CONSIGNES:
- A) Selon le passage sur la Biennale de Venise, pourquoi une Biennale d'architecture placée sous le signe de l'intelligence n'a-t-elle rien de surprenant ? Répondez en une à trois phrases.
- B) Rédigez la suite du passage sur la Biennale de Venise en reprenant après sa dernière phrase.

PASSAGE CITÉ:
◇ ◇ ◇ ◇ ◇ ◇ ◇

En sondant la manière dont diverses formes d’“intelligences” peuvent venir au chevet du climat, Carlo Ratti, commissaire général de la 19e Biennale d’architecture de Venise, signe une édition spectaculaire, mais pleine d’ambivalences…

Une Biennale d’architecture placée sous le signe de l’intelligence ? Vu la trajectoire de son commissaire Carlo Ratti, il n’y a là rien qui doive surprendre. L’ingénieur et architecte italien est en effet à la tête du MIT Senseable City Lab, dont le crédo est de développer et mettre en œuvre divers outils et applications numériques permettant aux citadins de mieux interagir avec leur environnement. 

Le thème de la 19e édition de la Biennale de Venise ne se réduit pas pour autant à mesurer l’apport de l’intelligence artificielle dans le pilotage et la gestion des villes. En accordant le terme au pluriel, il s’agit plus largement de voir comment trois approches différentes - la première fondée sur la nature, la deuxième sur les technologies, la troisième sur l’humain et le collectif - peuvent se conjuguer pour répondre à un défi majeur : le dérèglement climatique.

◇ ◇ ◇ ◇ ◇ ◇ ◇

EXTRAIT DE DONNÉES:
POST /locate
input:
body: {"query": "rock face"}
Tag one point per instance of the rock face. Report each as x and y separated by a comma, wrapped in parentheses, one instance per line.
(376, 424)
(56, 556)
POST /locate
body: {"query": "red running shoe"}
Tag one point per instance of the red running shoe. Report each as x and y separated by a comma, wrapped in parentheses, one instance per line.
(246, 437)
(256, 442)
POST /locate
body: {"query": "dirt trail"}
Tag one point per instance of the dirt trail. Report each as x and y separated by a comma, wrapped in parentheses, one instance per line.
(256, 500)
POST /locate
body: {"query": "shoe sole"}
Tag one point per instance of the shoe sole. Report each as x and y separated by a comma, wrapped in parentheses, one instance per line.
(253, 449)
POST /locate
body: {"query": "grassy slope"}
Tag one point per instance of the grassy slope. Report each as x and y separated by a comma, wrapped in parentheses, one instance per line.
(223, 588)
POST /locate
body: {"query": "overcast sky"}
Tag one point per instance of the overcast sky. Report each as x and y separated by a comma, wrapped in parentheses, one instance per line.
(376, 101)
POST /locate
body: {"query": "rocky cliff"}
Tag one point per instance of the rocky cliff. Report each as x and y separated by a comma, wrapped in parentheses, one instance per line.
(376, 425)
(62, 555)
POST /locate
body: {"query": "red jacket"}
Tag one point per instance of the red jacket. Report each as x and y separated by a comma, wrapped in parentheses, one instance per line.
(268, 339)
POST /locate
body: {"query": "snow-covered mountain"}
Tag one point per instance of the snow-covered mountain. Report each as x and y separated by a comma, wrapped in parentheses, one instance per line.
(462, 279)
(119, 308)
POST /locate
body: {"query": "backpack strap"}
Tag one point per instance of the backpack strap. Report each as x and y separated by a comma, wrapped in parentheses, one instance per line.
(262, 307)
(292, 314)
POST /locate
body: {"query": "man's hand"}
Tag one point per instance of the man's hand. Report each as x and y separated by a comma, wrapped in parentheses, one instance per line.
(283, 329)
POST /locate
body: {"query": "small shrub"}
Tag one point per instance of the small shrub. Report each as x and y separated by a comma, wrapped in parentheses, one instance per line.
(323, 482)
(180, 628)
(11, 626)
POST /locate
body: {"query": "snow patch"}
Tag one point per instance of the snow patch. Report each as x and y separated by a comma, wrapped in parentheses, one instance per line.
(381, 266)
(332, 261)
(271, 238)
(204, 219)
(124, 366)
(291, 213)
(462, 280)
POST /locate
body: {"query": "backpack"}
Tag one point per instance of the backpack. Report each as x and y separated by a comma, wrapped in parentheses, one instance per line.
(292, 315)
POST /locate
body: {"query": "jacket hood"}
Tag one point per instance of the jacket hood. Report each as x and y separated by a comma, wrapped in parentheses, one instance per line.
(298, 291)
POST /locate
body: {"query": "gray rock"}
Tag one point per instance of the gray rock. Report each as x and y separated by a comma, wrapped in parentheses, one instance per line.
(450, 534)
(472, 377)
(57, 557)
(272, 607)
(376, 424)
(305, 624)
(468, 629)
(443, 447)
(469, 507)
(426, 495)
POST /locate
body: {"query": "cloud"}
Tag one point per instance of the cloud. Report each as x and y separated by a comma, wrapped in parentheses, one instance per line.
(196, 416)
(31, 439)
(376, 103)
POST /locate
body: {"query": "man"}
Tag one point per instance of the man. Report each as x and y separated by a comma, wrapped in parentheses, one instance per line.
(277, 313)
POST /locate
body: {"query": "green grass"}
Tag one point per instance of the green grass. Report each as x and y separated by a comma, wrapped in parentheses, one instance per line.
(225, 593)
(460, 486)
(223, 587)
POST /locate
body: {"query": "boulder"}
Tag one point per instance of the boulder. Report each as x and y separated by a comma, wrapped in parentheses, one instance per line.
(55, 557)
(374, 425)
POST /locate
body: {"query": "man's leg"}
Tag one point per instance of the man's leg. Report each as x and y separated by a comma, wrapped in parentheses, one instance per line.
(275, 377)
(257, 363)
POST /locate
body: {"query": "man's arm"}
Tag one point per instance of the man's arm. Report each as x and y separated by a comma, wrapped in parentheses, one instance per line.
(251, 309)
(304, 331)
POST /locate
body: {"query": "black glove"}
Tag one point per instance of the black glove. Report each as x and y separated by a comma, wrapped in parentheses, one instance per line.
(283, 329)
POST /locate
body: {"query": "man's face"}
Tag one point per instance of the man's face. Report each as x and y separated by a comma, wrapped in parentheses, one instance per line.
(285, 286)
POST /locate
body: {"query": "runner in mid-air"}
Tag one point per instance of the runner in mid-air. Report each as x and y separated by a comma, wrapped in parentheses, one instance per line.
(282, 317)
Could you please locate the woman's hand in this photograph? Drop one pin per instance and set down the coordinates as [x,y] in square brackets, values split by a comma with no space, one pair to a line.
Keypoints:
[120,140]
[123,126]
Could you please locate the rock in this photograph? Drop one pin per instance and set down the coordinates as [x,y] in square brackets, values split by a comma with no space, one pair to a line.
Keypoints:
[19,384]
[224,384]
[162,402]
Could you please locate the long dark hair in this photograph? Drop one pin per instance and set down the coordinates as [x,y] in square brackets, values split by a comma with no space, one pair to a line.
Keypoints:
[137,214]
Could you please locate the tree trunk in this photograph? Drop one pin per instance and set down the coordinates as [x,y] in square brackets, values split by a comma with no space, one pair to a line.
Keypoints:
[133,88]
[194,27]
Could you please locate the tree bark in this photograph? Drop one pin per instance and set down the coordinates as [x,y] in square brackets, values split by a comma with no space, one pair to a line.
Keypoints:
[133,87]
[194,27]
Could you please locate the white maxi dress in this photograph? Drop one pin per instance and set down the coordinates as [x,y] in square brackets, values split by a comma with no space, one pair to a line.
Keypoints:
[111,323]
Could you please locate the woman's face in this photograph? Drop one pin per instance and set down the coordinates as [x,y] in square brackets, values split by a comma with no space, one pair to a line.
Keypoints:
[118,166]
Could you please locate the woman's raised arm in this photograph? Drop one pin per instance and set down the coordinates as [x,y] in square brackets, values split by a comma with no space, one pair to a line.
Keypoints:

◇ ◇ ◇ ◇ ◇ ◇ ◇

CORRIGÉ:
- A) Ce choix s'explique par la trajectoire de son commissaire, Carlo Ratti. L'ingénieur et architecte italien dirige le MIT Senseable City Lab, dont le crédo est de développer et de mettre en œuvre des outils et applications numériques qui aident les citadins à mieux interagir avec leur environnement.

- B)
Des solutions de toutes natures

Dans la Corderie de l'Arsenal qui accueille pour cette édition l’exposition principale, l’enjeu est posé dès l’entrée. Plongés dans le noir, une série de climatiseurs y saturent l’air d’une chaleur étouffante. Il faut passer dans la salle suivante pour renouer avec la fraîcheur du bâtiment et découvrir un ensemble de “solutions” fondées sur la “nature” : végétaux, minéraux, mais aussi culture de micro-organismes…

Dans le pavillon du Canada, le projet Picoplanktonics mise sur la culture de plancton pour créer une architecture durable et résiliente


La salle suivante tranche avec la douceur de cette première section, où les matériaux les plus vernaculaires (briques, pierre, chaume, corde…) composent une série d’abris spectaculaires (arches, tentes, etc.) : on y aborde l’apport des nouvelles technologies au pilotage des villes via un ensemble de projets comme celui de Sidewalk Labs, chantre de la smart city imaginé pour la ville de Toronto, et abandonné.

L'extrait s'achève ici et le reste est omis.